_SUPPLIED TEXT_
= Beginning of Section =

Without PR, Labour’s plan for democratic reform will be another sticking plaster

In his new year speech, Keir Starmer addressed a country engulfed by multiple crises. From the political turmoil caused by a year when the UK had three Prime Ministers, to the soaring cost of living and crumbling public services, few could credibly disagree that much is rotten in the country. What is significant is that the Labour leader’s proposed policy response to this has democratic reforms at its centre.

Life is getting tougher and tougher for millions of people in Britain. Almost every area of public infrastructure needs urgent attention. Both the country’s deep social wounds and the callous complacency of the Johnson, Truss and Sunak governments are symptoms of something profoundly and systemically wrong with our politics.

This week, we are seeing in technicolour the carnage this system and this government are wreaking on the country. As the NHS buckles under the worst winter crisis, the government has mounted an unprecedented assault on public sector workers’ right to strike. Its anti-democratic credentials are already well-established through its attacks on the right to protest. Later this year, thousands could also be barred from voting if they cannot show ID at the polling station. Its latest democratic demolition job appears to be on the rights of Scotland’s parliament. 

So Starmer was right to say “the Westminster system is part of the problem”. Highlighting the short-term mindset which dominates our politics, he set out how tackling Britain’s economic stagnation and entrenched inequality must mean fundamentally changing the political system which underpins them. His argument that we need “both new government and a completely new way of governing” will ring true to the vast majority of people, who polling shows have record levels of dissatisfaction with politics. 

Starmer’s solution is to promise the “greatest ever” transfer of power from Westminster to the British people in the form of an expansive programme of devolution. This proposal was made just weeks after Gordon Brown’s commission published a report also calling for devolution alongside the replacement of the House of Lords with a new elected chamber and other democratic reforms. Such reforms are long overdue. The UK is one of the most centralised countries in Europe, and its unelected second chamber is an indefensible anachronism. Labour is right to put democratic repair at the heart of its policy programme. 

Yet the disastrous breakdown of our public services was not caused by a lack of devolution. The spiralling cost of living and real-terms wage cuts cannot be blamed on our unelected House of Lords. It is the House of Commons which is the ultimate custodian of political power in the UK – and it is at its door, and that of No 10, that the blame for broken Britain must be placed. 

No programme to fix our politics and deliver the “completely new way of governing” Starmer says he wants can succeed if it ignores how our primary chamber is elected. The Westminster system is bust – and nothing defines and shapes it more than the first-past-the-post (FPTP) electoral system at its heart.

FPTP privileges small groups of voters in an ever-diminishing number of marginal seats, leaving huge swathes of the country effectively forgotten politically. This dynamic dictates the way Westminster governments operate, creating perverse incentives for ministers to focus on pleasing narrow slivers of the electorate.

= End of Section =

_ACTIONS TO TAKE_
(a) Answer these questions from the article on Labour's plan for democratic reform.
(i) How many Prime Ministers did the UK have in the year the article mentions?
(ii) According to the article, what did Gordon Brown's commission call for in place of the House of Lords?
(iii) What electoral system does the article place at the heart of the Westminster system?
(b) Write the next part of the article on Labour's plan for democratic reform, picking up after its final sentence.

_DATA FOR ANALYSIS_
= Beginning of Section =

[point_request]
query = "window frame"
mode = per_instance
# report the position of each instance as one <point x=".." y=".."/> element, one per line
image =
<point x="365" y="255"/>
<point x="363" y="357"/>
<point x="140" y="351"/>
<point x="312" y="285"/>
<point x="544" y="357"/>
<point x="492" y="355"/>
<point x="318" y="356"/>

= End of Section =

_EXPECTED RESULTS_
(a)
(i) Three.
(ii) A new elected chamber.
(iii) First-past-the-post (FPTP).

(b)
Anybody who has worked in Westminster or campaigned in UK general elections knows this. I don’t believe most people go into politics because they want to satisfy the wishes of a small minority of swing voters in marginal seats. Most people go into politics with a notion of public service. Many bring rich experience and genuine ambition to affect change in their communities. Some have big ideas about changing the world. But then party HQ does the maths. Electoral calculators come out, targeting comes in, bold visions evaporate. 

It is no surprise, as Starmer himself said, that we are plagued by the worst regional inequality in Western Europe. Our political system means that large parts of the country carry no weight in Westminster. Millions of us know that our votes don’t count because, come election time, nobody asks for them. Policies are designed to woo the swing-voting few whilst the doors of so-called safe seat voters go un-knocked. And we know devolution alone won’t solve this inequality because many of the most ‘left behind’ places – like parts of South Wales and Northern Ireland – have had devolved governments for decades.

That’s why Labour members and trade unions overwhelmingly want a system which does not airbrush out most of Britain. We want proportional representation (PR) for general elections – as Labour’s historic conference vote in favour of PR showed – because we know that the gross economic inequality that disfigures the UK is inextricably linked to the deep political inequality created by our voting system. 

Introducing PR would ensure that parliament, and the government derived from it, accurately reflects the way the whole country votes. It would start a real process of ‘levelling up’, in which every part of the country would have to matter to those in power. Policy programmes focus-grouped to appeal to a prototype target swing voter would have to give way to a more rounded, inclusive politics – in which every voter’s needs and rights would count.

The Labour leader promises a political system that trusts people “with the power to control their own destiny”, but that cannot happen whilst so many of us don’t have a vote that counts. Starmer is right that Westminster is the source of Britain’s problems – but a proportional electoral system must be part of Labour’s solutions. Otherwise, the democratic reforms of the next Labour government will be yet another sticking plaster.